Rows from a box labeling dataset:
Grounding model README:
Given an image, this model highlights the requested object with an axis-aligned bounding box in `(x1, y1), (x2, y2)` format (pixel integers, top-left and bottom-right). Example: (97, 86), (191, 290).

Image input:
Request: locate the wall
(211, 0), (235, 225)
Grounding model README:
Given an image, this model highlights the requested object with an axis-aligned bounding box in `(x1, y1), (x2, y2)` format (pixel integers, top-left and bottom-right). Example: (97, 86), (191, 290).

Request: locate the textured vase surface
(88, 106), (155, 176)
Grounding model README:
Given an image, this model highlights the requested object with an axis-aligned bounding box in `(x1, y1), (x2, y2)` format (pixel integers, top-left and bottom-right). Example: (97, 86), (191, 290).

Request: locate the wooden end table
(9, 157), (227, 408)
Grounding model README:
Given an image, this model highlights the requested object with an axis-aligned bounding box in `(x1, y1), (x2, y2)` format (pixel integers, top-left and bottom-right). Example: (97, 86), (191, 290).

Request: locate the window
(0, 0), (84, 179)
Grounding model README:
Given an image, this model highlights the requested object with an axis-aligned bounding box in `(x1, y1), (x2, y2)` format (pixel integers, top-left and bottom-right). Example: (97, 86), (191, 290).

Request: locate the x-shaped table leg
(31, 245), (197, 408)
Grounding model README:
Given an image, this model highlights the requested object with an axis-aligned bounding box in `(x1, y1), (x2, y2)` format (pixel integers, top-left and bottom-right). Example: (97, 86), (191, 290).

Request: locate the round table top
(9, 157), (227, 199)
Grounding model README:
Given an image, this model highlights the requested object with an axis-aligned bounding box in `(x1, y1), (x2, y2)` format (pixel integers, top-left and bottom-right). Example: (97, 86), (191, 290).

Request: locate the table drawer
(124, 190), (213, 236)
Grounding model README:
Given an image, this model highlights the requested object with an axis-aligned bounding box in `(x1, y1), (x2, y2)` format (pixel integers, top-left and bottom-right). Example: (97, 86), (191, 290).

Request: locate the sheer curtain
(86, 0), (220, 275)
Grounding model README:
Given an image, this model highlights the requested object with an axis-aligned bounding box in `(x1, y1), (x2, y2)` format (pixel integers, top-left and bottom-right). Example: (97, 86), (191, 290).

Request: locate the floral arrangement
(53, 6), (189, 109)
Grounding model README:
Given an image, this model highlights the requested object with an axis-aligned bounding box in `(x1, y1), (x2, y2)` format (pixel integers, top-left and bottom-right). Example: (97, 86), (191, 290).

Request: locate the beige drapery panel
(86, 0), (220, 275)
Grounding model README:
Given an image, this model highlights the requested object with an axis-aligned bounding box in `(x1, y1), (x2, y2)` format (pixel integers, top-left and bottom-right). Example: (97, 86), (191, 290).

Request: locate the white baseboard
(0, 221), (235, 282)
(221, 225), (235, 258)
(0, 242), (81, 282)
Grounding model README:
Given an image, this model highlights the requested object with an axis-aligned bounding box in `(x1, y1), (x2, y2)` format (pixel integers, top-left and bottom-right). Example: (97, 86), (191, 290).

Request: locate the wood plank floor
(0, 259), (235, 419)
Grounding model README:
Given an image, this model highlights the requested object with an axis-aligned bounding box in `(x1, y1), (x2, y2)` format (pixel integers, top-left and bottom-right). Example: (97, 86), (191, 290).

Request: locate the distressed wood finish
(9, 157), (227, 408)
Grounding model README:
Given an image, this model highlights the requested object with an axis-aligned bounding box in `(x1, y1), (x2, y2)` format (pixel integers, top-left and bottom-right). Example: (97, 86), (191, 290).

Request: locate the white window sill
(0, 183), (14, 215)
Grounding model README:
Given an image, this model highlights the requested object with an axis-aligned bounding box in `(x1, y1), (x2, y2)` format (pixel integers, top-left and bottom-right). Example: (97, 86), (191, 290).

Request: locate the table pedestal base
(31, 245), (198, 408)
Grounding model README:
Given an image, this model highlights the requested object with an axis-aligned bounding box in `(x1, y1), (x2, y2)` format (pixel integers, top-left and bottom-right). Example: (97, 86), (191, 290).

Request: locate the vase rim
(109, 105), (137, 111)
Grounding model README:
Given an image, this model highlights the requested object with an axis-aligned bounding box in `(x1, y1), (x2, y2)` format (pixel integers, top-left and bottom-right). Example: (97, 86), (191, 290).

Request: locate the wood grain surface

## Work instructions
Give all the items again, swapping "locate" for "find" and leaving everything else unchanged.

## Exercise result
Grounding model README:
Given an image, this model highlights the requested object with an axis-aligned bounding box in `(x1, y1), (x2, y2)` format (pixel integers, top-left and bottom-right). Example: (97, 86), (191, 290).

Image input:
Request: find the wall
(211, 0), (235, 225)
Grounding model README:
Given an image, this model highlights the requested object with an axis-aligned bounding box in `(x1, y1), (x2, y2)` format (pixel integers, top-left and bottom-right). Example: (97, 86), (191, 290).

Request: find the textured vase surface
(88, 106), (155, 176)
Grounding model README:
Given an image, this model highlights the requested object with an axis-aligned bounding box in `(x1, y1), (x2, y2)` format (pixel integers, top-left and bottom-right). Example: (97, 86), (191, 290).

Request: find the wooden end table
(9, 157), (227, 408)
Grounding model README:
Given an image, this model highlights the requested object with an axis-aligned bounding box in `(x1, y1), (x2, y2)` format (pixel integers, top-left and bottom-right). Example: (97, 86), (191, 290).

Request: find the window
(0, 0), (84, 179)
Grounding model README:
Given an image, this model highlights the requested object with an axis-aligned bounding box in `(x1, y1), (x2, y2)` format (pixel integers, top-left and bottom-right). Example: (97, 86), (191, 290).

Request: find the x-shaped table leg
(31, 245), (197, 408)
Grounding model README:
Given an image, this model highlights the requested object with an axis-aligned bounding box in `(x1, y1), (x2, y2)` format (pixel integers, top-left and bottom-right). Example: (97, 86), (191, 290).

Request: find the round table top
(9, 157), (227, 199)
Grounding model README:
Given an image, this model highlights the requested object with an axis-aligned bounding box in `(x1, y1), (x2, y2)` format (pixel integers, top-left and bottom-right). Example: (97, 86), (191, 290).

Request: find the table drawer
(124, 190), (213, 236)
Grounding model README:
Given an image, this model highlights the requested object with an axis-aligned bounding box in `(x1, y1), (x2, y2)` format (pixel integers, top-left and bottom-right). Example: (97, 86), (191, 290).

Request: find the sheer curtain
(86, 0), (220, 275)
Grounding model README:
Given an image, this model highlights the requested object with an axis-aligned bounding box in `(x1, y1), (x2, y2)` format (pixel integers, top-left and bottom-right). Example: (97, 86), (191, 290).

Request: find the floral arrangement
(53, 6), (189, 109)
Grounding model README:
Given an image, this model highlights the requested object with an axis-aligned bounding box in `(x1, y1), (x2, y2)` format (pixel integers, top-left and bottom-right). Example: (97, 86), (191, 290).

Request: find the beige drapery panel
(86, 0), (220, 275)
Grounding model README:
Given an image, this model highlights the requested object with an axis-aligned bounding box in `(x1, y1), (x2, y2)` format (pixel integers, top-left and bottom-right). Example: (97, 86), (191, 290).

Request: find the white baseboard
(0, 221), (235, 282)
(221, 225), (235, 258)
(0, 242), (81, 282)
Grounding model README:
Given an image, this model highlights the requested object with an axis-aligned bounding box in `(x1, y1), (x2, y2)` format (pixel integers, top-left and bottom-right). Example: (97, 86), (191, 290).

Request: find the wood plank floor
(0, 259), (235, 419)
Grounding model README:
Given an image, this model highlights the requested object with an axis-aligned bounding box in `(x1, y1), (x2, y2)` format (pixel integers, top-left and bottom-right). Example: (97, 86), (191, 290).

Request: find the distressed wood finish
(9, 157), (227, 408)
Grounding model README:
Given an image, this model highlights the requested object with an axis-aligned bounding box in `(x1, y1), (x2, y2)` format (pixel integers, top-left and bottom-right). Example: (97, 86), (191, 290).

Request: find the white window sill
(0, 183), (14, 215)
Grounding model README:
Given an image, this model highlights the requested object with an axis-aligned bounding box in `(x1, y1), (x2, y2)` format (pixel integers, top-left and bottom-right). Example: (97, 86), (191, 290).

Request: find the table pedestal base
(31, 245), (198, 408)
Grounding model README:
Given an image, this model highlights the requested object with an axis-aligned bounding box in `(x1, y1), (x2, y2)` format (pixel integers, top-left and bottom-right). Example: (97, 86), (191, 290).

Request: find the vase rim
(109, 105), (137, 111)
Grounding model README:
Given an image, this model highlights the requested object with an axis-aligned bounding box in `(x1, y1), (x2, y2)` format (pixel integers, top-left and bottom-right). Example: (97, 86), (191, 290).

Request: find the wood grain surface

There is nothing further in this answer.